# TEXT EXTRACT
CAMP PENDLETON, Calif. (BP)–The infantrymen of the 2nd battalion, 23rd Marine Regiment circled briskly just before sunset. Dropping their fully loaded packs to the ground, and laying down arms, many quickly reached for an inside pocket to draw out a Bible.

And standing in a mountain clearing overlooking the Pacific Ocean, these Marines, led by 35-year-old Navy Chaplain Lieutenant Commander Travis Moger, made sure to gather ammo for a looming war.

Ready for deployment to the Southwest Asia/Persian Gulf region any day, Moger told the Florida Baptist Witness the infantry battalion he ministers to is a front-line ground combat unit. After being called to active duty in February 2002, the unit deployed to Camp Pendleton, near San Diego, to provide homeland defense for the West Coast.

Those orders changed recently when the group was reassigned to the 1st Marine Division to be part of a larger Marine Corps Expeditionary Force.

“I will be as close to the fighting as a chaplain can get, if and when we are in combat,” said Moger, an Ocala, Fla. native.

Moger left the pastorate of First Baptist Church in Citra, Fla., for active duty after being commissioned as a Navy chaplain in 1995. He had been pastor there for a year after earning a degree from Southeastern Baptist Theological Seminary in Wake Forest, N.C. He received his undergraduate degree in religion from Dallas Baptist University in 1988.

# RECORDED INFORMATION
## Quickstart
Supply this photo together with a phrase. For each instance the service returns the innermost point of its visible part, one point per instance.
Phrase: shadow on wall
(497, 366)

# WHAT TO WORK ON
Pick up the article about the Navy chaplain serving with the Marine battalion at Camp Pendleton and continue it from the sentence about his undergraduate degree from Dallas Baptist University.

# TASK RESPONSE
After leaving active duty in 1999, Moger joined up with a Navy reserve unit after moving to California to work on an advanced degree in history and serve a small church near Santa Barbara, Calif. The stint lasted two years before the Marine Corps found him again. The Marine Corps uses Navy personnel to fill non-combatant roles. A reserve chaplain with prior Marine Corps experience, living in Southern California, Moger “fit the bill.”

He never did get to drill. Instead, the unit was called to active duty right before Christmas in 2001 for training and West Coast homeland defense.

Meanwhile, Moger went from preaching in the comfortable pulpit of First Baptist Church in Solvang, Calif., where there are a steady 40-50 people each Sunday morning, to sometimes reading Scripture aloud in the dark while one of the Marines shined a flashlight over his shoulder. Moger has continued to serve as the church’s senior pastor but urged them to take on an associate pastor this past year who fills in about 60 percent of the time.

Training in the rugged terrain near San Diego, the infantry Marines sleep outside on the ground. A mobile unit, they carry everything they need on their backs. Moger said it gets “pretty primitive” at times.

Moger isn’t a chaplain who posts service times on a marquee outside a building. He doesn’t know in advance whether there will be Catholics or Pentecostals — or even Mormons — in a twilight gathering. He just shows up prepared to be used by God.

“One of my greatest blessings and greatest challenges is diversity,” Moger said. “I’m trying to preach the gospel in a way that’s understandable, so that it’s not way over their heads or beyond their experience.”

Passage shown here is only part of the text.